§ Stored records
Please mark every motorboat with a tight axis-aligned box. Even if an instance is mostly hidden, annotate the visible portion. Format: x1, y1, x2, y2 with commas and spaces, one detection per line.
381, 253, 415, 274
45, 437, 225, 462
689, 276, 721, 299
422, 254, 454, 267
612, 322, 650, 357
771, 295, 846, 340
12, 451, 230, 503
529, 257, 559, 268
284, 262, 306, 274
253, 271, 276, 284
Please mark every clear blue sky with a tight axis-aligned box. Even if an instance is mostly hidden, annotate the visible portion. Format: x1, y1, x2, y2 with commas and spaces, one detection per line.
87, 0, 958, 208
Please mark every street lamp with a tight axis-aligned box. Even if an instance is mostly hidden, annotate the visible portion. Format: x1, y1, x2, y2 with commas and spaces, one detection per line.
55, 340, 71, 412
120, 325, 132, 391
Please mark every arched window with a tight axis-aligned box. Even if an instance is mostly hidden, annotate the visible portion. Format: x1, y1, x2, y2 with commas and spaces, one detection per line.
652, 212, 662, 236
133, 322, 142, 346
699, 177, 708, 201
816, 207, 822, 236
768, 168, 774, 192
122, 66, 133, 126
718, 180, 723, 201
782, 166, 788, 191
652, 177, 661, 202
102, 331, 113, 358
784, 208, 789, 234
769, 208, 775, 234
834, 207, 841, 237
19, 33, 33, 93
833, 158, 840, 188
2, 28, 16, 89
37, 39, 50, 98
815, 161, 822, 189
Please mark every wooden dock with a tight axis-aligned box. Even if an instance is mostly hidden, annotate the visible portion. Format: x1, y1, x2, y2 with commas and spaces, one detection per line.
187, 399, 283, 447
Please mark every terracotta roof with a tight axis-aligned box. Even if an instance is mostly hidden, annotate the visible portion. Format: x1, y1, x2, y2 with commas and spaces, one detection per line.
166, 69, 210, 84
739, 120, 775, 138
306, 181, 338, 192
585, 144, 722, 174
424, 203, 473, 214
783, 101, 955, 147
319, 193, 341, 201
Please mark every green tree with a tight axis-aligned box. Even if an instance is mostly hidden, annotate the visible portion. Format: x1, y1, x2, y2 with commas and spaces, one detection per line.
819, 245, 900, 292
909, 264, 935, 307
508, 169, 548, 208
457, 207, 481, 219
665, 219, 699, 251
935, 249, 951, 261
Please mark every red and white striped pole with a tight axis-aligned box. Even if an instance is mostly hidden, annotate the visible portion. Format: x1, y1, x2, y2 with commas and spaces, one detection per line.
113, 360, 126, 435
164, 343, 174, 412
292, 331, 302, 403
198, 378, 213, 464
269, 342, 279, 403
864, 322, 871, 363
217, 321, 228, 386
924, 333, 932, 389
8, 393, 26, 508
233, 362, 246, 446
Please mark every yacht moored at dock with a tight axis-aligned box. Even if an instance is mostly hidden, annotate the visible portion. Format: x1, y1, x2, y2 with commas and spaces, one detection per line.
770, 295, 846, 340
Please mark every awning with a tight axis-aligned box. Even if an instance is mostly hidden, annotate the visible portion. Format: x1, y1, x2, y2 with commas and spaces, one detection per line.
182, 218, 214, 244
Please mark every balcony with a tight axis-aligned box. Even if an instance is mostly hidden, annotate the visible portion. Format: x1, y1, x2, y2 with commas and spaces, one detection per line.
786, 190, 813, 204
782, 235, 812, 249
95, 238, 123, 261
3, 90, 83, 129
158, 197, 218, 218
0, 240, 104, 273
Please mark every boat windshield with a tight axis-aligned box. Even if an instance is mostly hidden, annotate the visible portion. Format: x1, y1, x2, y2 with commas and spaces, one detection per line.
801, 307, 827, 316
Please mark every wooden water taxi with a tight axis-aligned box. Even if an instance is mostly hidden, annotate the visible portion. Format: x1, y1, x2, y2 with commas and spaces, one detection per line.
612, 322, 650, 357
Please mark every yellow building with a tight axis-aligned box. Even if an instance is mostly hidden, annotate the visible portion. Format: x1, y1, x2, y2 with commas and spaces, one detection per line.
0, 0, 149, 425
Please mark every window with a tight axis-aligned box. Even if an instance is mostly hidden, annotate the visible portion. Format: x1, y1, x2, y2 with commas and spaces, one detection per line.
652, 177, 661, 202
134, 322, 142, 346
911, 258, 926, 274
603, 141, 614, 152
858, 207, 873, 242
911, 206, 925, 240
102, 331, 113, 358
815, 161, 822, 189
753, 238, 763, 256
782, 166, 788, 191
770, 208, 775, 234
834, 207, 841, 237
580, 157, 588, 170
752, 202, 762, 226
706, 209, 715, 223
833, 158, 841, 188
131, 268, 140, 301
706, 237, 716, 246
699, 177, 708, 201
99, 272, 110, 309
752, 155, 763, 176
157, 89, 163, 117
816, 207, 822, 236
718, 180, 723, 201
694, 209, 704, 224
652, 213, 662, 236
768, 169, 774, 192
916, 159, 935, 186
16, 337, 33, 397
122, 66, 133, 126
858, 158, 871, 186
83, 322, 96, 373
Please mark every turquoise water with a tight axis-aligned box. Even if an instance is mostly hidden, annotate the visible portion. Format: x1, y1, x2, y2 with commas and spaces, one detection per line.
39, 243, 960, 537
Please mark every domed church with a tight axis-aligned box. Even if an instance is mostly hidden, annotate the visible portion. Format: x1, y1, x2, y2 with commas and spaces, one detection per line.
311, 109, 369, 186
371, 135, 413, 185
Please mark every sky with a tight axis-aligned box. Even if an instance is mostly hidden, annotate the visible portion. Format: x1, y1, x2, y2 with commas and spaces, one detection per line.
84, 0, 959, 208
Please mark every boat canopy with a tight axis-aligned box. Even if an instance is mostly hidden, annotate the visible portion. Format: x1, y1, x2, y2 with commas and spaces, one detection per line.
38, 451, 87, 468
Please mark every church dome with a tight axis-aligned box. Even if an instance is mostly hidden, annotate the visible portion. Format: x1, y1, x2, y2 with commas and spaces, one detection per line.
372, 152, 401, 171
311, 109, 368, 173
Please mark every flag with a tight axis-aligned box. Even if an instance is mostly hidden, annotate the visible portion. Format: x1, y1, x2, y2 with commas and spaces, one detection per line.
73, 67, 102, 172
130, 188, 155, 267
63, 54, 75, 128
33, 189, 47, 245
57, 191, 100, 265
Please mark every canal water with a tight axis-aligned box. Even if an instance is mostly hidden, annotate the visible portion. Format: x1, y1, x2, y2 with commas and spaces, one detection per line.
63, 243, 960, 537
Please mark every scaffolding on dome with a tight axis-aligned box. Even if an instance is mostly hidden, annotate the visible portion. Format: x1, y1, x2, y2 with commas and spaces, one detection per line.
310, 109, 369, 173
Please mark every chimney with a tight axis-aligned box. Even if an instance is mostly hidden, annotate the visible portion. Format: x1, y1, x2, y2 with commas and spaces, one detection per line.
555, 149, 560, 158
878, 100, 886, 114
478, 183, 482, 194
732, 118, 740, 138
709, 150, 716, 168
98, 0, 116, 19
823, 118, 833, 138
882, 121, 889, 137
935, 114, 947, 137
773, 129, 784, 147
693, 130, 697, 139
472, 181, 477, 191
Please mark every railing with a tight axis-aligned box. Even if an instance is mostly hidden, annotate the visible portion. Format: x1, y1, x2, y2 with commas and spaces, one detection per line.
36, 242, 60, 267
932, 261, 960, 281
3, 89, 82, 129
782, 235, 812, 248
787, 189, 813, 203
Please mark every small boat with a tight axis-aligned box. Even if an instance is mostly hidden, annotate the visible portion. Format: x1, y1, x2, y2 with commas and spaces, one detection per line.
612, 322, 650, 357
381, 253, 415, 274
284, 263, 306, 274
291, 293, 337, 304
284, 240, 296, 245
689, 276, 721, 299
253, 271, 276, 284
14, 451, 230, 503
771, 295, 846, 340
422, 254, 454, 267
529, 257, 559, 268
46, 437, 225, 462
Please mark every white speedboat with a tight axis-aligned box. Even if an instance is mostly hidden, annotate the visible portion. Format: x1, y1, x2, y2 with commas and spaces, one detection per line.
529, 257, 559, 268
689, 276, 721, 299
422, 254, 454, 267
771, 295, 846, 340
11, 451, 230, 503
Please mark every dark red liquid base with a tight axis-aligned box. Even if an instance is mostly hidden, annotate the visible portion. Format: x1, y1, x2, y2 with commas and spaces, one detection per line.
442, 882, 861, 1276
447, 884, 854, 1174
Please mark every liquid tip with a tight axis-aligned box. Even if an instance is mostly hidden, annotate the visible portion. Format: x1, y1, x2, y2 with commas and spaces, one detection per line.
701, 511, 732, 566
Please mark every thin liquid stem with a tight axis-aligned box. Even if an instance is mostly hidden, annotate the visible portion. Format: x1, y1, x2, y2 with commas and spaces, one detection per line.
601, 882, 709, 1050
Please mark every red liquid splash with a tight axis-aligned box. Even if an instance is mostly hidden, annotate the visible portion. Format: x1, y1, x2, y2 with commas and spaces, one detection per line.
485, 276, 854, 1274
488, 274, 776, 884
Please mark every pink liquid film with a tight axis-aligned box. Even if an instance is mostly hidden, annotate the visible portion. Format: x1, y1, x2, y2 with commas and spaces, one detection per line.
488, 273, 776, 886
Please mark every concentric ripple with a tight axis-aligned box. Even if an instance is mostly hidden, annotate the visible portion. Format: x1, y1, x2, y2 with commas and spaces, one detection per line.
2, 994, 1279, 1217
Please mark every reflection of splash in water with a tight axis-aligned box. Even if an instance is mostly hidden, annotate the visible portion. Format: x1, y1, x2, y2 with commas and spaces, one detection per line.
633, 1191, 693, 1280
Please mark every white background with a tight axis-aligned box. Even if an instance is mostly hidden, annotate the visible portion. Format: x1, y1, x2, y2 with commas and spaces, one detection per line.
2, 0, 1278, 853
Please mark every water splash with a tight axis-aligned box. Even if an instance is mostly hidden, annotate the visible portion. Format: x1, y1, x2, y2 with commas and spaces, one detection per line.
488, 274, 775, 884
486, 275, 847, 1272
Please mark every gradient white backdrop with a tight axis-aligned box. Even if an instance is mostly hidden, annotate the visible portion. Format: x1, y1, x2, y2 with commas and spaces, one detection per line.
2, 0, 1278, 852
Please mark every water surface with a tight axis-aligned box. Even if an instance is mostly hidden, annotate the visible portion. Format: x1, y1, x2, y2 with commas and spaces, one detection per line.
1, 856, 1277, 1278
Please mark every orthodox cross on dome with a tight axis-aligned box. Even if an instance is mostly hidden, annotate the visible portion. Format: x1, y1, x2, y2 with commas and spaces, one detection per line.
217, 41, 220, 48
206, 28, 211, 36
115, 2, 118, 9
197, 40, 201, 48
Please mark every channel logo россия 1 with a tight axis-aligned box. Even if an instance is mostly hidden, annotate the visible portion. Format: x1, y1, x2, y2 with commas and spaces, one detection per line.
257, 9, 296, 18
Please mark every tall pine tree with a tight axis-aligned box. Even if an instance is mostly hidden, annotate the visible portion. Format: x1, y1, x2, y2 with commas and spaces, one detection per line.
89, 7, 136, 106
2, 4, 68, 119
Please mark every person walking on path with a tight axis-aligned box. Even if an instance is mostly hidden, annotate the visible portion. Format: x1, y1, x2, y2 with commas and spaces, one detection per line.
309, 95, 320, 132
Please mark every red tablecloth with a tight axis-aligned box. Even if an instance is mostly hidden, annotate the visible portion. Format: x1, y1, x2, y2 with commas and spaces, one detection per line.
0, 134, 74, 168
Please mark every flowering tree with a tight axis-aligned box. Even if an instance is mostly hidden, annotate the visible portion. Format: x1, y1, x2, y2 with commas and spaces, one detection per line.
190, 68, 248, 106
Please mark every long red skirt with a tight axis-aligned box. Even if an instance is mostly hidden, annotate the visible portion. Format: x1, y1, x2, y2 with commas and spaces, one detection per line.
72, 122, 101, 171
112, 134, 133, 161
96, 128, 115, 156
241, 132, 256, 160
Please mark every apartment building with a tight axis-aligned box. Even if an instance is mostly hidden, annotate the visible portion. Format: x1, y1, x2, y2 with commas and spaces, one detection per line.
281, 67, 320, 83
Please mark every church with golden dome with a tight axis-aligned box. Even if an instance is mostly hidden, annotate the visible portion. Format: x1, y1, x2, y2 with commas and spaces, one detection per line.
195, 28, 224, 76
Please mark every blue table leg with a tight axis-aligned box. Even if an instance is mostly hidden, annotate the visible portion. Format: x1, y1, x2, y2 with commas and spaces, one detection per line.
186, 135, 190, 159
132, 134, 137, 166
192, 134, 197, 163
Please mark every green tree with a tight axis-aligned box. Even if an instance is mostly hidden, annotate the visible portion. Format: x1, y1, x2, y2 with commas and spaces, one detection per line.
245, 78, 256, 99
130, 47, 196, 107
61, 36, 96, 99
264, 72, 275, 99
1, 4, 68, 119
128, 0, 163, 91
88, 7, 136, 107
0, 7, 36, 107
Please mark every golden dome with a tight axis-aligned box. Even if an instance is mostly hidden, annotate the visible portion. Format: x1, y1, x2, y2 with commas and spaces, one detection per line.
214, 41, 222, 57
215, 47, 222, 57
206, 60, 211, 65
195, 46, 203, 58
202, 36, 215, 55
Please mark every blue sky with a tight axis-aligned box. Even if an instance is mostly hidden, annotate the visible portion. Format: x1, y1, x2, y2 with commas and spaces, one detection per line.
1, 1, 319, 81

§ Exercise
Reproduce each line of the entries above from the one containing "Please mark every golden" through the last, exactly, and no other line.

§ Output
Please mark every golden dome with a tight axis-aligned box. Even if an instance is mostly hidden, annotate the visible portion. Format: x1, y1, x2, y2 with commas and spaces, one detection per line.
214, 41, 222, 57
215, 47, 222, 57
206, 60, 211, 65
195, 46, 203, 58
202, 36, 215, 55
Please mark every blue sky with a tight axis-aligned box. Even if an instance is mostly hidden, annotate the visible portion. Format: x1, y1, x2, y2 with commas and spaces, one detection per line.
1, 1, 319, 81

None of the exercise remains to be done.